Exercise requirements: Write out every line of the material below word for word, leaving out the pictures.

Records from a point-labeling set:

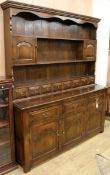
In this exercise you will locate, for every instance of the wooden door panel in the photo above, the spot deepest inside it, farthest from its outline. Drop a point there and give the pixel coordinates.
(94, 116)
(90, 50)
(23, 49)
(72, 128)
(44, 139)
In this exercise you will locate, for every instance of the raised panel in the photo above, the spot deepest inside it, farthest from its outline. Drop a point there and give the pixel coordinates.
(23, 49)
(44, 139)
(95, 113)
(20, 92)
(72, 128)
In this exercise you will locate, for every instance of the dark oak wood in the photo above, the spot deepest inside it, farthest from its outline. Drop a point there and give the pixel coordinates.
(7, 144)
(51, 54)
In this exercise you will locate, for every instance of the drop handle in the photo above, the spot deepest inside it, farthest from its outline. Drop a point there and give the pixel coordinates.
(45, 115)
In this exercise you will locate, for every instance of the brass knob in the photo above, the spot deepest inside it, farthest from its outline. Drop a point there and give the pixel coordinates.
(45, 115)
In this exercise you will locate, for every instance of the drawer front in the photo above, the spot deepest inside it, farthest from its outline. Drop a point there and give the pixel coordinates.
(35, 90)
(76, 83)
(57, 87)
(44, 115)
(67, 84)
(46, 88)
(4, 86)
(20, 93)
(97, 97)
(74, 106)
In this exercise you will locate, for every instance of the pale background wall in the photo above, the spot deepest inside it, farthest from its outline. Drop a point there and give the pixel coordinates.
(96, 8)
(101, 9)
(79, 6)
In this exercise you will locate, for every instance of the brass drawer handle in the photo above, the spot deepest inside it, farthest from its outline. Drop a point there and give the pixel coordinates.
(45, 115)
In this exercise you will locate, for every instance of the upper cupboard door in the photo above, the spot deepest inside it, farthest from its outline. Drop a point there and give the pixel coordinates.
(90, 50)
(23, 50)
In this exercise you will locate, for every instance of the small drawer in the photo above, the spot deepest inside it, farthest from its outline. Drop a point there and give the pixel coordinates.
(67, 84)
(46, 88)
(74, 106)
(4, 86)
(43, 115)
(84, 81)
(20, 93)
(76, 83)
(91, 80)
(35, 90)
(57, 87)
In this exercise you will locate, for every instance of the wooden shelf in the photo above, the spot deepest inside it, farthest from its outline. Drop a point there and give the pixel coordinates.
(53, 62)
(3, 105)
(53, 38)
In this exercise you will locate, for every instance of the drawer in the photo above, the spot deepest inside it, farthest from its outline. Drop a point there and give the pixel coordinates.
(4, 86)
(44, 115)
(76, 83)
(84, 81)
(20, 93)
(74, 106)
(46, 88)
(67, 84)
(35, 90)
(57, 87)
(98, 97)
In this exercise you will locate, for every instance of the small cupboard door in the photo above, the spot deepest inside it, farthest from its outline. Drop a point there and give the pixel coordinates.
(95, 113)
(23, 49)
(44, 139)
(89, 50)
(72, 123)
(44, 132)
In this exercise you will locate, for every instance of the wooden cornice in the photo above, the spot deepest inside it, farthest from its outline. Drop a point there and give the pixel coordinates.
(34, 8)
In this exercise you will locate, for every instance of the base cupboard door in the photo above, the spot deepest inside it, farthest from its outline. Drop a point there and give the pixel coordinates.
(72, 129)
(95, 114)
(44, 140)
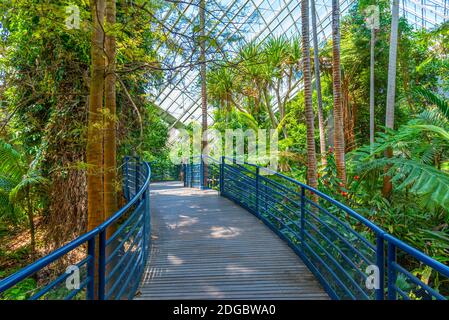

Result of the exercise:
In this exercise you will locate, for every instance of the wooden door panel in the photo above, the spot deepest inside it, farthest from its outline. Drop a point there and give the pixel coordinates.
(94, 116)
(90, 50)
(23, 49)
(72, 128)
(44, 139)
In this exercise you will locate, for every instance of the raised panel in the photo above, the spot deepest inside it, farthest from its outline. Drop a point there and give the pixel coordinates.
(23, 49)
(44, 139)
(95, 113)
(20, 92)
(72, 128)
In this exercise you will locate, for every instance of the dark oak wood in the photo above, the spot deepest inside it, farthest from its outline. Drop a point there and give the pixel coordinates.
(7, 144)
(51, 54)
In this exercise you will locate, for every instance of the drop handle in the photo above, the spot deepest inside it, farthest from its outline. Drop a point there and give the pixel coordinates.
(45, 115)
In this exercise you will locate, for every instance of the brass knob in the photo above, the spot deepest inside it, farthest from its outline. Drop a point there and give the pixel coordinates.
(45, 115)
In this exercise you will locate, for every instance of the drawer front in the photo above, the spot deepest inside it, farthest from its outline. Drop a point there and give the pixel coordinates.
(35, 90)
(76, 83)
(57, 87)
(44, 115)
(67, 84)
(46, 88)
(4, 86)
(20, 93)
(97, 97)
(74, 106)
In this exercise you will locate, for every instance of the pale background wall in the photo above, the spot deepest inside it, farthest from its outline. Drop a point there and give the pixel coordinates.
(96, 8)
(101, 9)
(79, 6)
In this exercise you will locate, for every instance of the brass drawer handle in the photo above, the spot deepest inside it, farthest from its outline. Drop a point there and give the pixel coordinates.
(45, 115)
In this exercise you will locate, for every instance of the upper cupboard door in the photo above, the spot deepest inside it, farthest from its outline. Drop a point there and give the pixel coordinates.
(90, 50)
(23, 50)
In this exercise you will locate, for every instance of the small drawer in the photo above, the spot deepest inside it, farthest from its outline. Drop a point there and give the pixel coordinates.
(67, 84)
(46, 88)
(74, 106)
(4, 86)
(43, 115)
(84, 81)
(20, 93)
(76, 83)
(91, 80)
(35, 90)
(57, 87)
In this exercise you will locate, for every instance of the wooden shelf in the photo above, the spot deepest inside it, farthest from its outline. Drop a point there and give the pixel coordinates.
(53, 62)
(3, 105)
(53, 38)
In this exercise you will locate, for every instance of the drawer in the photo above, the spot deepest inside it, farthest from its outline. Drop a point there and give the pixel coordinates.
(4, 86)
(44, 115)
(76, 83)
(84, 81)
(20, 93)
(74, 106)
(46, 88)
(67, 84)
(35, 90)
(57, 87)
(98, 97)
In this exercise you will locate, for every instance of the small cupboard door in the photo above, the spot deepest inside it, farthest from its outline. Drop a point there and give the pixel coordinates.
(95, 113)
(23, 49)
(44, 139)
(89, 50)
(72, 123)
(44, 132)
In this exercise you will locate, for every instance of the wooden cornice in the photo above, the spot deepest inside it, farthest from its outline. Drop a point there and give the pixel coordinates.
(34, 8)
In this exercise you will locate, for every instance of the base cupboard door in the photo above, the spot deepest inside it, farthest from its outline. Drop a point there and give the pixel coordinates.
(72, 129)
(95, 114)
(44, 140)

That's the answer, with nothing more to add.